■ Records from a point labeling set
[start]

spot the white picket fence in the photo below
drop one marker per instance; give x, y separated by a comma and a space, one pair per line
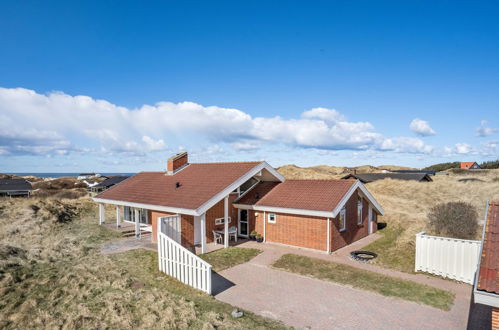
448, 257
185, 266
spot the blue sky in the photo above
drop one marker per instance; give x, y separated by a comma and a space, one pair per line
119, 86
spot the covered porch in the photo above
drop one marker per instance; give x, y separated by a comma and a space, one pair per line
191, 231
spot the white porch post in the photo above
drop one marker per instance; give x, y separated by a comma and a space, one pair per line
226, 221
102, 214
118, 216
264, 227
203, 233
328, 236
137, 224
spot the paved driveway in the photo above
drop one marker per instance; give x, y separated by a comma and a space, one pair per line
305, 302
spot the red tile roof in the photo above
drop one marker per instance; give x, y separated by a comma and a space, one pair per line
317, 195
489, 264
199, 182
467, 164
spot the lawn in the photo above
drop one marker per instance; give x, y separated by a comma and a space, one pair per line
389, 255
366, 280
230, 257
52, 275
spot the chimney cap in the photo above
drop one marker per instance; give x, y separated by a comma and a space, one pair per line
178, 155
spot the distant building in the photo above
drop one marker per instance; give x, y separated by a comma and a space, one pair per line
470, 166
108, 183
84, 176
15, 188
370, 177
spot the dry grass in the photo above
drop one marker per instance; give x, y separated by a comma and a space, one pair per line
407, 203
366, 280
52, 275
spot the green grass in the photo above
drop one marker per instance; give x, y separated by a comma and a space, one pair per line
142, 265
389, 254
230, 257
62, 281
366, 280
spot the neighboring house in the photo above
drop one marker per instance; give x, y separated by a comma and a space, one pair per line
470, 166
414, 171
317, 214
15, 187
486, 287
106, 184
370, 177
85, 176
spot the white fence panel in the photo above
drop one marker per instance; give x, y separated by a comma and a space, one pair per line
178, 262
448, 257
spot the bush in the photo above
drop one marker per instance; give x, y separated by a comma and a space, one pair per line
454, 219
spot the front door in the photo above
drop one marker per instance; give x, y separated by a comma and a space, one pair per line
243, 223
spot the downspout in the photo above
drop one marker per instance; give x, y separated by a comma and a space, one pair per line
328, 236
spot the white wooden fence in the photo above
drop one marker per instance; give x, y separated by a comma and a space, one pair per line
178, 262
448, 257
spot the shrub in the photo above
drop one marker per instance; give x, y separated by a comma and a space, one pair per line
454, 219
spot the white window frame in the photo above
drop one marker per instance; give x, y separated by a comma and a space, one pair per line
360, 207
221, 221
343, 213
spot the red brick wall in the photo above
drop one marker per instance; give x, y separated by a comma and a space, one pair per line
297, 230
353, 230
495, 319
217, 211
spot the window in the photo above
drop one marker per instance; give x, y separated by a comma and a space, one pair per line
359, 211
247, 185
221, 221
343, 219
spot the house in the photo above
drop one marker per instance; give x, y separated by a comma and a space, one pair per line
195, 199
85, 176
15, 187
486, 287
370, 177
469, 166
414, 171
106, 184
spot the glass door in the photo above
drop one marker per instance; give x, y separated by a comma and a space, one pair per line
243, 223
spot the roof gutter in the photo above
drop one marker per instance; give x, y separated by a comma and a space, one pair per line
147, 206
480, 296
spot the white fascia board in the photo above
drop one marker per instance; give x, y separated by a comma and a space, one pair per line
284, 210
218, 197
147, 206
349, 194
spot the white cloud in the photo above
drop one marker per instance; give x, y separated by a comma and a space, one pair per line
484, 130
59, 123
406, 144
421, 127
463, 148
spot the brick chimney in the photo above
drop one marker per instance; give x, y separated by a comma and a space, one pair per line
176, 162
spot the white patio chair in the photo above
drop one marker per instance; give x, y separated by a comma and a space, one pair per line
217, 237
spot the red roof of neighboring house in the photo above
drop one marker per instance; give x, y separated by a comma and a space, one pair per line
467, 164
199, 182
489, 264
320, 195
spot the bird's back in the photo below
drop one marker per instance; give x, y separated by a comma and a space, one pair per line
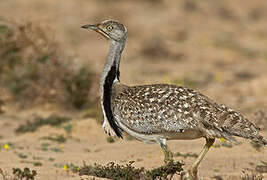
165, 109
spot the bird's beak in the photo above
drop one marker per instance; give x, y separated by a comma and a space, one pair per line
96, 28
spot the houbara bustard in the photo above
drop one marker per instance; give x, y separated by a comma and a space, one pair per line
160, 112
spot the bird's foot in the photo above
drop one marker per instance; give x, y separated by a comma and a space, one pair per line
168, 157
189, 175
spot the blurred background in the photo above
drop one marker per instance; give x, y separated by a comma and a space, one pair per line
50, 68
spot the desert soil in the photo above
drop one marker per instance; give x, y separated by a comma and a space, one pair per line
216, 47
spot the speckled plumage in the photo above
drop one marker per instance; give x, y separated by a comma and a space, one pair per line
170, 111
160, 112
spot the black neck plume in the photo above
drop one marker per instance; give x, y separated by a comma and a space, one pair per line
111, 76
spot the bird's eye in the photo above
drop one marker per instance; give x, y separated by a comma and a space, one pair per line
109, 28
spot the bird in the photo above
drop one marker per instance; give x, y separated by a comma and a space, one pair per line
157, 113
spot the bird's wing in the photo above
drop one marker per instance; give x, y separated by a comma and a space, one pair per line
163, 108
154, 108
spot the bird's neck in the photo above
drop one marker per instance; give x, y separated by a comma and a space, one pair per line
111, 67
110, 75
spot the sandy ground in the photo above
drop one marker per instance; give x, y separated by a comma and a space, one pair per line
220, 46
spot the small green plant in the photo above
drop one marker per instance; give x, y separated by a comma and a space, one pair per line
57, 138
23, 156
25, 174
110, 140
194, 155
68, 128
256, 146
53, 120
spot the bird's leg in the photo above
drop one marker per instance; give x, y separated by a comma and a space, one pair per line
193, 169
167, 153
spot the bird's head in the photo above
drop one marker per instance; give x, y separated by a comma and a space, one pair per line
110, 29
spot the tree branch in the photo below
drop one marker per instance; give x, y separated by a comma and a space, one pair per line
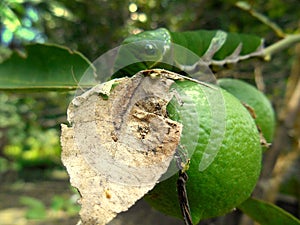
286, 42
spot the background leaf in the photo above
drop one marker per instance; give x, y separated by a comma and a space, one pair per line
266, 213
43, 67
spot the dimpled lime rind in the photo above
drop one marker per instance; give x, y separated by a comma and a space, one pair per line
246, 93
231, 177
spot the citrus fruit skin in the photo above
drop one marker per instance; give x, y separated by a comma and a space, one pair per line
246, 93
230, 178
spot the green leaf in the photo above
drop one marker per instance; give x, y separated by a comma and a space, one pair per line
43, 67
266, 213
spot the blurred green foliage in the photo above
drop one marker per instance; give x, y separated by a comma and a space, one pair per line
29, 128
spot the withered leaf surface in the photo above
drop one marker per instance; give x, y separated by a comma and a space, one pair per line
119, 143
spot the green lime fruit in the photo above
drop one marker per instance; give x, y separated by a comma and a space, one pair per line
231, 177
246, 93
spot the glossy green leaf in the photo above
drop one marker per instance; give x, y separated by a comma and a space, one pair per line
266, 213
160, 48
43, 67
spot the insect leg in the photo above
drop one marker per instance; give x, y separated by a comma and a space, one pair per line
183, 199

[end]

■ PROBLEM REQUIREMENTS
Lay out the records from the line containing "spot the insect leg in the photo above" through the last line as a Markdown table with the columns Row and Line, leaving out any blank lines.

■ OUTPUT OF THE EXERCISE
| Row | Line |
|---|---|
| 1 | spot the insect leg in the photo above |
| 2 | drop one marker per instance; give x, y separated by a comma and a space, one pair per line |
| 3 | 183, 199 |